_Prompt_
Exact copies of all the lines below are wanted, without a single picture.

[[ Records supplied open ]]

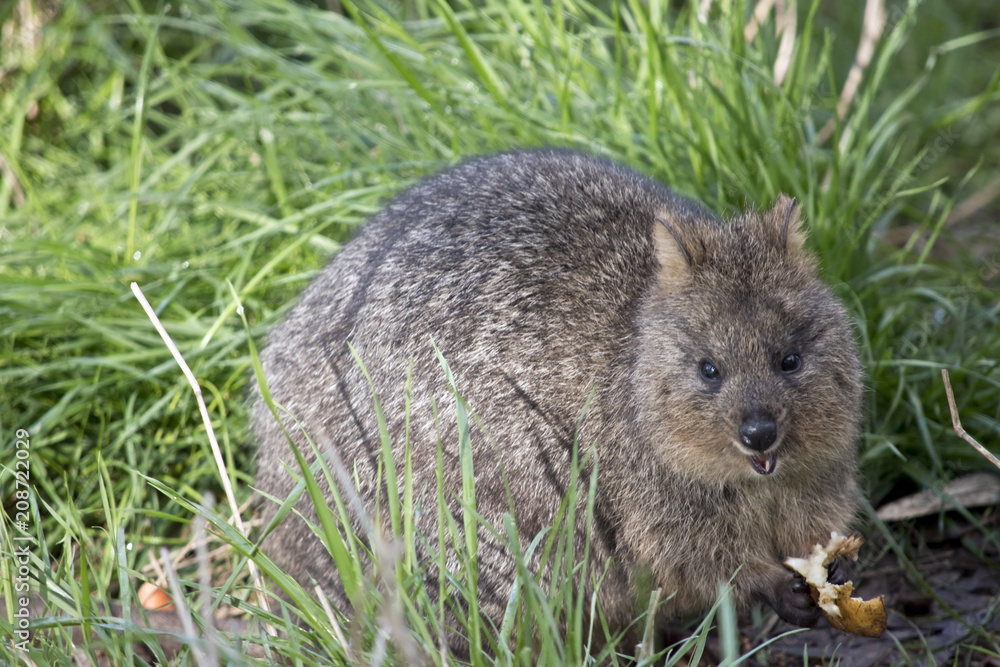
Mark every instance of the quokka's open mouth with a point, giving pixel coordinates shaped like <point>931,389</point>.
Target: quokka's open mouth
<point>764,463</point>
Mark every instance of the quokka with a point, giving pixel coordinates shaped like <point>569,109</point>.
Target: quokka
<point>726,381</point>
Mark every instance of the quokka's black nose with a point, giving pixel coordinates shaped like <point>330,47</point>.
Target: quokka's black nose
<point>758,431</point>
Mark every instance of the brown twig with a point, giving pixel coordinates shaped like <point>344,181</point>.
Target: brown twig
<point>956,423</point>
<point>975,203</point>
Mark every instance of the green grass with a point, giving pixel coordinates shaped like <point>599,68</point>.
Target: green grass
<point>212,143</point>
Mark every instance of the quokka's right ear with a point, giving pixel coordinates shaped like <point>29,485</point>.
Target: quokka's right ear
<point>674,251</point>
<point>785,221</point>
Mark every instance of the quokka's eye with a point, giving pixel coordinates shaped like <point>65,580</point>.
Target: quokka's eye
<point>791,363</point>
<point>709,371</point>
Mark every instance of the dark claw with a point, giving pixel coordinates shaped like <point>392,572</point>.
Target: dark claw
<point>840,571</point>
<point>793,602</point>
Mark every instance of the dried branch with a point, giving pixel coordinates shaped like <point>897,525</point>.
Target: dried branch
<point>956,423</point>
<point>870,32</point>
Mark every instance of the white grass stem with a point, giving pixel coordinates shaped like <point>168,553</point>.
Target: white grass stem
<point>216,451</point>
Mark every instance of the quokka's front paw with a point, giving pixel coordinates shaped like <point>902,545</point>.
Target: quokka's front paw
<point>793,602</point>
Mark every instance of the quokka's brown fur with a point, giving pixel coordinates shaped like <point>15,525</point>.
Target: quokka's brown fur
<point>728,384</point>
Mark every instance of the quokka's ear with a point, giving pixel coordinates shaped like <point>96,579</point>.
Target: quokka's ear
<point>784,223</point>
<point>673,251</point>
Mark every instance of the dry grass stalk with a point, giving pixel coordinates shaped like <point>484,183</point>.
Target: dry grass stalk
<point>956,423</point>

[[ Records supplied closed ]]

_Exercise output_
Mark every instance of the quokka's open mouth with a point, giving pixel coordinates shaped like <point>931,389</point>.
Target: quokka's open mouth
<point>764,463</point>
Mark every instance of the quokka with a point, giving pixel coordinates shaped like <point>569,109</point>.
Target: quokka
<point>726,381</point>
Mark every instance of the quokka's black nose with a point, giving pixel coordinates shaped like <point>330,47</point>.
Target: quokka's black nose
<point>758,431</point>
Mark every instance of the brown twig with a point, giving pixel coordinates shaped like <point>344,181</point>.
Target: brown twig
<point>956,423</point>
<point>975,203</point>
Mark every instance of the green grass with a point, giving pixel coordinates shaped like <point>599,68</point>.
Target: green grass
<point>212,143</point>
Mark every instance of the quokka's right ear with a point, giving pixel coordinates shaped like <point>29,485</point>.
Target: quokka's right ear
<point>674,251</point>
<point>785,221</point>
Mark every instance of the quokka's eye with a point, giving pixel coordinates shaped like <point>65,580</point>.
Target: quokka's eye
<point>791,363</point>
<point>709,371</point>
Mark every instance of the dark claw with a point, giving pixel coordinates shaped like <point>392,572</point>.
Target: dark claw
<point>840,571</point>
<point>793,602</point>
Mark every instance of the dried branch with a point, giving pixel coordinates shaped like <point>897,525</point>.
Target: dried branch
<point>956,423</point>
<point>870,32</point>
Mark every instance of the white grass stem with a point, giving pixel coordinates shaped like <point>168,553</point>.
Target: white grass stem
<point>216,451</point>
Mark every instance of the quokka's front paw with a point, giving pixel coordinates shaped like <point>902,545</point>.
Target: quokka's front paw
<point>793,602</point>
Mark every instance of the quokka's brown fur with a point, giving pixel coordinates shaped like <point>15,525</point>.
Target: quokka's brown fur
<point>728,384</point>
Mark every instance of the quokka's ear with a point, giving pixel coordinates shaped like <point>96,579</point>.
Target: quokka's ear
<point>784,223</point>
<point>673,251</point>
Mark every instance of the dry grass stalk with a point, giving pixel coordinates shaped like <point>484,183</point>.
Target: dry grass stalk
<point>956,423</point>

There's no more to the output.